Video: Barnier destroys claim Corbyn can’t renegotiate Brexit – “EU immediately ready”

Michel Barnier talking to the European Parliament on Wednesday

All too typically, the Establishment media including the BBC reacted to Theresa May’s narrow escape – thanks only to a ‘bung’-driven DUP – from a vote of no confidence in the government on Wednesday evening by focusing on Labour and giving extensive coverage and credence to the unattainable so-called “people’s vote”.

One of the recurring themes in that coverage was the idea that ‘Corbyn can’t negotiate a better Brexit’, with this being used to support the call for another referendum.

But Newsnight – one of the worst culprits in the imbalanced coverage after the no-confidence vote – also ran video that made a mockery of the ‘can’t renegotiate’ claims, although without drawing attention to its significance:

Barnier made it perfectly clear that if the UK were to approach the EU without May’s red lines and with a plan that showed some ambition for more than a mere trade deal – as Labour’s plan does and Theresa May cannot – the EU would, essentially, jump at the chance.

SKWAWKBOX comment:

The fundamental dishonesty of the ‘MSM’ treatment of the Brexit issue couldn’t have been much more clearly on show on Wednesday.

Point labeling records
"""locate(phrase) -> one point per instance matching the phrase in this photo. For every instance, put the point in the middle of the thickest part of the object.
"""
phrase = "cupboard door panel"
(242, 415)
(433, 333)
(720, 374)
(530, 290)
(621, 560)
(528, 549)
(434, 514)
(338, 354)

Short exercise 1 >>
Name every person the Brexit article refers to by name.
Short exercise 2 >>
Retype the Brexit article between "One of the recurring" and "for another referendum.", inclusive.
Short exercise 3 >>
According to the Brexit article, why did the video Newsnight ran undercut the claim that Corbyn could not renegotiate Brexit?
These records were drawn from a source separate from the Brexit article.

Complete output 1 >>
Michel Barnier, Theresa May, Corbyn

Complete output 2 >>
One of the recurring themes in that coverage was the idea that ‘Corbyn can’t negotiate a better Brexit’, with this being used to support the call for another referendum.

Complete output 3 >>
In that video, Barnier made clear that the EU would essentially jump at the chance if the UK approached it under two conditions. The UK would have to drop May's red lines and bring a plan showing ambition for more than a mere trade deal, which the article says Labour's plan does.